The data that follows should be copied out exactly.

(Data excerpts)

--- --- ---

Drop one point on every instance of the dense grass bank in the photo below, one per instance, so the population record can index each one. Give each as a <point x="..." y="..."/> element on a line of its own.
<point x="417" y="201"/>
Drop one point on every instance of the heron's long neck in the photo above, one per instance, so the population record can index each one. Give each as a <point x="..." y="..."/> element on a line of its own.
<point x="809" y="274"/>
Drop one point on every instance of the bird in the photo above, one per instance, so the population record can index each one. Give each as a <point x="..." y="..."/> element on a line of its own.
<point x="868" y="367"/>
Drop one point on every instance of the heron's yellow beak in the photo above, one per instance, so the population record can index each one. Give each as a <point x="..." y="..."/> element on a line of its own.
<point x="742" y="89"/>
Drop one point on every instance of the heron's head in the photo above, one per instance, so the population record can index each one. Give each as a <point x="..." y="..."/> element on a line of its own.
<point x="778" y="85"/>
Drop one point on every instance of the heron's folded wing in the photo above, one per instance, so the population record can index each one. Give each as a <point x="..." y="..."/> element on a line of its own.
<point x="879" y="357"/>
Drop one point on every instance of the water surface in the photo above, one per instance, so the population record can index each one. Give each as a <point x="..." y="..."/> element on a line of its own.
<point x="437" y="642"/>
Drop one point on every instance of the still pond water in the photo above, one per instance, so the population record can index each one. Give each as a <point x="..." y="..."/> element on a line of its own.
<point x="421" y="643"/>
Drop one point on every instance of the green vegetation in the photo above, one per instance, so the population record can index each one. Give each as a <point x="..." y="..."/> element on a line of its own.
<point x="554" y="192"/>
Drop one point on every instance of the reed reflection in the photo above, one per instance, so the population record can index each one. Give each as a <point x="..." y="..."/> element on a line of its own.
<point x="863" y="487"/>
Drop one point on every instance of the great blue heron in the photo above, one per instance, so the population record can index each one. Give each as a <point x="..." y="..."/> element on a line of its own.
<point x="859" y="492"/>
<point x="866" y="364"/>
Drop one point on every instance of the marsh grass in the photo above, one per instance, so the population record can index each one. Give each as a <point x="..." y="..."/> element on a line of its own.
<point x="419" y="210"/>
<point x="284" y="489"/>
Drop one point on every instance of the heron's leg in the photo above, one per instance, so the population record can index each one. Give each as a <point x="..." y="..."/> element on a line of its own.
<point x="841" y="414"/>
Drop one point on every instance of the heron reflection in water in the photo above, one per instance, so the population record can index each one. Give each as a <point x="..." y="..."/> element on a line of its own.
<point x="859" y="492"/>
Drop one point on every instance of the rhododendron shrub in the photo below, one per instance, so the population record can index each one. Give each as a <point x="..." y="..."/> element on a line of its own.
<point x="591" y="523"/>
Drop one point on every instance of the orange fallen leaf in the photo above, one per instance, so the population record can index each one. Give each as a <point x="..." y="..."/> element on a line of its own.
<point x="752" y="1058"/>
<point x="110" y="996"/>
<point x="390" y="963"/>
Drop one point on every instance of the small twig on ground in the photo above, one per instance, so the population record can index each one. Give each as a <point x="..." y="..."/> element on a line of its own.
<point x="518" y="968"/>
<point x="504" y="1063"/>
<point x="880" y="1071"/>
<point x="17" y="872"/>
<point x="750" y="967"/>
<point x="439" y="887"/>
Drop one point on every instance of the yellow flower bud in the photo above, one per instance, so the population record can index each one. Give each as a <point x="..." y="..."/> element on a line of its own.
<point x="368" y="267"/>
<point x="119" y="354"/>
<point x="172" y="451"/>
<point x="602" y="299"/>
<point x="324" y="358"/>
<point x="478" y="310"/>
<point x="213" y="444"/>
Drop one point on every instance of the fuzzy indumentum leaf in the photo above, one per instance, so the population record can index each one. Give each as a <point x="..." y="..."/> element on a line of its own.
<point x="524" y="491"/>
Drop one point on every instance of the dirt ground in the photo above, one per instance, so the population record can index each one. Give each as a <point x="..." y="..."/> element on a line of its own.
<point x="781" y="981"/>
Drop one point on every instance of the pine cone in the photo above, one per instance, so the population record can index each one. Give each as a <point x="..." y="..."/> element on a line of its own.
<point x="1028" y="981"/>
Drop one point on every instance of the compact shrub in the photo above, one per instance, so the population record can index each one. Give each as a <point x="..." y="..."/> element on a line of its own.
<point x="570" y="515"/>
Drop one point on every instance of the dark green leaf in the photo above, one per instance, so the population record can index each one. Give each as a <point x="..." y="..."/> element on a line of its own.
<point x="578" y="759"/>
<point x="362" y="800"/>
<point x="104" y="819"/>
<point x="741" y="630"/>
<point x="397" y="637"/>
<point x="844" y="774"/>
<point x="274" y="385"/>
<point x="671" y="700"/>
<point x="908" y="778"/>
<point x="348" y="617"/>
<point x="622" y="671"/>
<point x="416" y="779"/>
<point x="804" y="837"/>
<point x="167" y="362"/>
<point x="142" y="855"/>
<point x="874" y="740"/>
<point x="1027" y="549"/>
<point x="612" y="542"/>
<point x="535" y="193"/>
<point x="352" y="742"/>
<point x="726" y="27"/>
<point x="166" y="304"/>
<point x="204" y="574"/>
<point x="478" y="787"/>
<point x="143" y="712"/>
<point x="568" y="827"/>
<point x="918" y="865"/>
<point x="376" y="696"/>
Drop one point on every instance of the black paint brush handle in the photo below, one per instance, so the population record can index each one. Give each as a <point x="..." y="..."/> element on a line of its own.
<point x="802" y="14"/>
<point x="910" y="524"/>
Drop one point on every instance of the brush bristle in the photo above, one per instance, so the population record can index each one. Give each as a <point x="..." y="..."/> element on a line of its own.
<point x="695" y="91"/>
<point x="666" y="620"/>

--- --- ---

▸ **EXERCISE RESPONSE**:
Drop one point on every instance of the dense grass bank in the photo below, one per instance, so the population record can index each one. Give each as a <point x="..." y="..."/> element on a line of its own.
<point x="417" y="201"/>
Drop one point on every instance of the heron's long neck in the photo above, one per instance, so the population record can index each one. Give each as a <point x="..." y="..."/> element on a line of its own.
<point x="809" y="274"/>
Drop one point on every instance of the bird in the photo above, one per instance, so the population record can index each one. Give each as a <point x="..." y="..."/> element on a line of its own.
<point x="868" y="367"/>
Drop one point on every instance of the heron's yellow beak in the photo above, one per instance, so the population record can index each one. Give each as a <point x="..." y="..."/> element on a line of its own.
<point x="742" y="89"/>
Drop one point on every instance of the heron's head in the photo above, one per instance, so the population record can index each one. Give each as a <point x="..." y="..."/> element on a line of its own.
<point x="778" y="85"/>
Drop one point on every instance of the heron's folded wing in the photo above, one per instance, so the population record can index each one. Give each as a <point x="..." y="..."/> element on a line of its own.
<point x="879" y="357"/>
Drop one point on every instance of the water surface in the photo above, one per instance, so the population record can index each one. Give each as a <point x="..." y="..."/> element on a line of its own.
<point x="437" y="642"/>
Drop one point on every instance of the still pond water in the photo above, one per instance, so the population record can index each one. Give each as a <point x="..." y="..."/> element on a line of its own.
<point x="421" y="643"/>
Drop one point on every instance of the green vegetation in the photo above, one per instance, so the population record can index each one. Give each as a <point x="..." y="..."/> element on a line of its own.
<point x="554" y="192"/>
Drop one point on every instance of the reed reflection in the photo above, one per instance, so the population record can index each one. Give each as a <point x="..." y="..."/> element on a line of its own.
<point x="863" y="487"/>
Drop one point on every instance of the great blue heron in the photo above, one per instance, so the population record can index each one. Give each as a <point x="..." y="..."/> element on a line of its own.
<point x="859" y="492"/>
<point x="866" y="364"/>
Drop one point on every instance of the marsh grass in the photo above, one per instance, so the population record can index each one. Give each as a <point x="..." y="..."/> element on a line of its own.
<point x="419" y="210"/>
<point x="284" y="489"/>
Drop one point on every instance of the heron's leg in the photo above, one per instance, so the population record can index each one. Give each as a <point x="..." y="..."/> element on a line of its own.
<point x="841" y="414"/>
Drop one point on every instance of the heron reflection in water in the photo above, one per instance, so the population record can index each one. Give each as a <point x="..." y="..."/> element on a line of its own.
<point x="859" y="492"/>
Drop one point on every instance of the rhododendron shrub in the photo below, one per instance, so the population record can index each one. Give each as a <point x="..." y="..."/> element on a line of its own.
<point x="591" y="523"/>
Drop one point on every instance of the orange fallen leaf in the photo above, one per instance, so the population record can index each one. Give each as a <point x="..." y="..."/> element on a line of its own.
<point x="752" y="1058"/>
<point x="110" y="996"/>
<point x="390" y="963"/>
Drop one point on every instance of the small twig on ground in the photo above, one per instance, so the population record can index each one. Give each as a <point x="..." y="..."/> element on a line of its own.
<point x="518" y="968"/>
<point x="504" y="1063"/>
<point x="880" y="1071"/>
<point x="17" y="872"/>
<point x="750" y="967"/>
<point x="439" y="887"/>
Drop one point on every instance of the yellow flower bud in the photo above, one per instance, so the population record can index each one. Give each as a <point x="..." y="..."/> element on a line of its own.
<point x="368" y="267"/>
<point x="119" y="354"/>
<point x="172" y="451"/>
<point x="602" y="299"/>
<point x="324" y="358"/>
<point x="478" y="310"/>
<point x="213" y="444"/>
Drop one point on every instance of the fuzzy indumentum leaf in the photo above, one per instance, so the population record can index each one. Give each as a <point x="..." y="..."/> element on a line of its own.
<point x="524" y="491"/>
Drop one point on every instance of the dirt ground in the photo above, one per instance, so the population record can index each one. Give each as a <point x="..." y="..."/> element on a line of its own.
<point x="781" y="981"/>
Drop one point on every instance of the pine cone in the photo above, one per instance, so the population record can index each one. Give each as a <point x="..." y="..."/> element on a line of its own.
<point x="1028" y="981"/>
Drop one point on every instance of the compact shrub in the photo above, one per instance, so the population record can index each one. Give each as a <point x="..." y="..."/> element on a line of its own.
<point x="570" y="515"/>
Drop one point on every instance of the dark green leaf in the photo above, one per instance, so the population record can index each one. Give each as a <point x="..." y="..."/> element on a line of its own.
<point x="578" y="759"/>
<point x="362" y="800"/>
<point x="104" y="819"/>
<point x="741" y="630"/>
<point x="397" y="637"/>
<point x="844" y="774"/>
<point x="274" y="385"/>
<point x="671" y="700"/>
<point x="908" y="778"/>
<point x="348" y="617"/>
<point x="622" y="671"/>
<point x="416" y="779"/>
<point x="804" y="837"/>
<point x="167" y="362"/>
<point x="142" y="855"/>
<point x="874" y="740"/>
<point x="1027" y="549"/>
<point x="612" y="542"/>
<point x="535" y="193"/>
<point x="352" y="742"/>
<point x="726" y="27"/>
<point x="166" y="304"/>
<point x="204" y="574"/>
<point x="478" y="787"/>
<point x="143" y="712"/>
<point x="568" y="827"/>
<point x="918" y="865"/>
<point x="376" y="696"/>
Drop one point on every instance of the black paint brush handle in the photo below, one per instance, so the population record can index each one. Give each as a <point x="..." y="..."/> element on a line of its own.
<point x="802" y="14"/>
<point x="910" y="524"/>
Drop one point on every instance of the brush bristle in the photo above, one per instance, so the population record can index each one. Give each as a <point x="..." y="..."/> element on a line of its own.
<point x="695" y="91"/>
<point x="666" y="620"/>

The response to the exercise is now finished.